- Document passage:
● ● ●
On October 30, 2010, Trustee filed his Final Account and Motion for Order Entering Final Decree. In it, Trustee certified to the bankruptcy court that the chapter 11 case had been fully administered. Moe objected to Trustee's motion and entry of the order for essentially the same reasons he had objected to approval of the Settlement Agreement and to confirmation of the plan, insisting that the case should remain open so the bankruptcy court could reconsider the Settlement Agreement and his allegations of improper actions by Trustee.
● ● ●
- Recorded information:
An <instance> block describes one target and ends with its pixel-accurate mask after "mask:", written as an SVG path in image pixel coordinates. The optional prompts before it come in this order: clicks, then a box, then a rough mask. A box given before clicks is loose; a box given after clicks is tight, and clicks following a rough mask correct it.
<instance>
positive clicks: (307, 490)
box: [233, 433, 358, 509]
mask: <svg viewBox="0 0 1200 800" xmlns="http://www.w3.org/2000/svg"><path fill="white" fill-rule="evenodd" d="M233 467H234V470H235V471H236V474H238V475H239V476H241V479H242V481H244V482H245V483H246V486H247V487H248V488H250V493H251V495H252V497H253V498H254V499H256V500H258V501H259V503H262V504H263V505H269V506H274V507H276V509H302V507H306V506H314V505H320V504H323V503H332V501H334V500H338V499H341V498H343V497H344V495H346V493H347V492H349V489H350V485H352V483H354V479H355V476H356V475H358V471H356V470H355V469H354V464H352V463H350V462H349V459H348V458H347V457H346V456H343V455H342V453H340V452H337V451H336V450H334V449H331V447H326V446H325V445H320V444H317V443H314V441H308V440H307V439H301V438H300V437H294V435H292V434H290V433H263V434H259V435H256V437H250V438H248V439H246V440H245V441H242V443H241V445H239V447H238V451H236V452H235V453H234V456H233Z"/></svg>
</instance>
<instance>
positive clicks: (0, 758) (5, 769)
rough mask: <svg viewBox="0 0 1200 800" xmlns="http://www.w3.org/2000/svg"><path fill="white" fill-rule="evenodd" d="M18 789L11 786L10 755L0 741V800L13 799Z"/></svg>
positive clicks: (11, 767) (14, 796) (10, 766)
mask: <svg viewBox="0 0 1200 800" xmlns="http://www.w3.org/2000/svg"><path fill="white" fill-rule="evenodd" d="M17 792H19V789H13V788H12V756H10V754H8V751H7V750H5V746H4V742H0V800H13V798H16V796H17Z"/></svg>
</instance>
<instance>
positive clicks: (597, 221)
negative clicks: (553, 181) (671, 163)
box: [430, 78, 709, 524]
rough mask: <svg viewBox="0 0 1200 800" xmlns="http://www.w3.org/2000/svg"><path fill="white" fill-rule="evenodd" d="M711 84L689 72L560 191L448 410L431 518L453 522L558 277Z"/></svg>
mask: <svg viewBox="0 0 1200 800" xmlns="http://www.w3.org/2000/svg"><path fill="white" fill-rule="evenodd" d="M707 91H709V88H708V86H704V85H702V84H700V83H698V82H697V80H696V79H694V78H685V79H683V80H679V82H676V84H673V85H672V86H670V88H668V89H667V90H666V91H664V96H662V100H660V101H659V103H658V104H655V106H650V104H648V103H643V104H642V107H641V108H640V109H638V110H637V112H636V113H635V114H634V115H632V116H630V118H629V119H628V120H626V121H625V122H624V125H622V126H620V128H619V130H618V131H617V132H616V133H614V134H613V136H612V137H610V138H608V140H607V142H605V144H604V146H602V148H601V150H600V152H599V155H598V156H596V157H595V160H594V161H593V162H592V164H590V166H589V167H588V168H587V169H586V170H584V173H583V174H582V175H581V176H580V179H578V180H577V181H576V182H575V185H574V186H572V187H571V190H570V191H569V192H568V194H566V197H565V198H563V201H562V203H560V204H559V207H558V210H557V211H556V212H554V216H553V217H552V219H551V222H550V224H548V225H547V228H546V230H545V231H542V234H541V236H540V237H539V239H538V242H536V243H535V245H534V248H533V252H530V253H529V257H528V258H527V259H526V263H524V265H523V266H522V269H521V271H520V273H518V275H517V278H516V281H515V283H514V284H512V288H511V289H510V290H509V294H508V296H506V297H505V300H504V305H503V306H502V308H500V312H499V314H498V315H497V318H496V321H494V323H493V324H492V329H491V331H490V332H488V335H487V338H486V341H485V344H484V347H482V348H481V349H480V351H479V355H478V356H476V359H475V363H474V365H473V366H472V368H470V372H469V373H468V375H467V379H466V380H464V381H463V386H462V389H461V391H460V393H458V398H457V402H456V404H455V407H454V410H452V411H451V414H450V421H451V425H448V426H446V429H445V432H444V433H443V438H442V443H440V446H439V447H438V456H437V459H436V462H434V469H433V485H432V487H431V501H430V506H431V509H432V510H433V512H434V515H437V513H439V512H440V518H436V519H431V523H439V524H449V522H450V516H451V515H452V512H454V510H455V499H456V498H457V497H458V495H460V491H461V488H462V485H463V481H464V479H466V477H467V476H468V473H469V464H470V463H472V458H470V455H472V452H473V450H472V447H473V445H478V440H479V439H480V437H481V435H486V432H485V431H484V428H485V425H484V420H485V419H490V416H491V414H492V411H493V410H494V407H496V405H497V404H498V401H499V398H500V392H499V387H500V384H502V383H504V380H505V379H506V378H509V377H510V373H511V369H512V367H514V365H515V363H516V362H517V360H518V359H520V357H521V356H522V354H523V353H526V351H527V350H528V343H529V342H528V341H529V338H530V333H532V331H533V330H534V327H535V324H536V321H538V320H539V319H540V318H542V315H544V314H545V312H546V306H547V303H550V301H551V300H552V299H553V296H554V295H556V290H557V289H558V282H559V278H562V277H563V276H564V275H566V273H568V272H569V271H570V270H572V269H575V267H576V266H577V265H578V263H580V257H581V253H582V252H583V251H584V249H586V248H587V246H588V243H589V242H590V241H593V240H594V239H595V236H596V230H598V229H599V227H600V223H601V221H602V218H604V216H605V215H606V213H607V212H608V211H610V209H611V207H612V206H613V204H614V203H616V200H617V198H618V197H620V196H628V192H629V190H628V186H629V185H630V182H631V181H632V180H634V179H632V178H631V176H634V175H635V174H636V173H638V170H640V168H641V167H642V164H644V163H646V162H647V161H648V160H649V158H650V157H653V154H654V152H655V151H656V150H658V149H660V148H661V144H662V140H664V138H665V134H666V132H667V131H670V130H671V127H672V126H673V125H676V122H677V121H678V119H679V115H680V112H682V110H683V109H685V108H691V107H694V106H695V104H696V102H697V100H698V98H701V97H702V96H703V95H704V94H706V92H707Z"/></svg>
● ● ●
- Task instructions:
1. Answer these from the bankruptcy passage:
(a) On what date did Trustee file his Final Account and Motion for Order Entering Final Decree?
(b) What did Trustee certify to the bankruptcy court about the chapter 11 case?
(c) Why did Moe insist that the case should remain open?
2. Pick up the bankruptcy passage after its last sentence and keep writing it.

- Results by task:
1.
(a) October 30, 2010.
(b) That the chapter 11 case had been fully administered.
(c) So the bankruptcy court could reconsider the Settlement Agreement and his allegations of improper actions by Trustee.

2.
The bankruptcy court held a hearing on the Trustee's motion on December 12, 2012. At the close of the hearing, the bankruptcy court announced its oral findings of fact and conclusions of law, explaining in part that:

What we have here is a plan which was confirmed in March

of 2010. It was a liquidation plan. It's been substantially consummated. The administrative claims have been paid in full, other than the ones [for] which there are applications currently pending. There's funds to pay those. General unsecured claims have been paid in full. . . . We've got the final accounting. . . . Review of the docket reveals that the case has been fully administered. So under [§] 350 of the Code this case should be closed.
Hr'g Tr. 13:13-14:4, December 12, 2012.

The bankruptcy court entered a final decree and order closing the case on December 17, 2012. Moe filed a timely notice of appeal on December 27, 2012.

JURISDICTION

The bankruptcy court had jurisdiction under 28 U.S.C. §§ 1334 and 157(b)(2)(A). We have jurisdiction under 28 U.S.C. § 158.

ISSUE

Whether the bankruptcy abused its discretion in entering a final decree and closing the chapter 11 case.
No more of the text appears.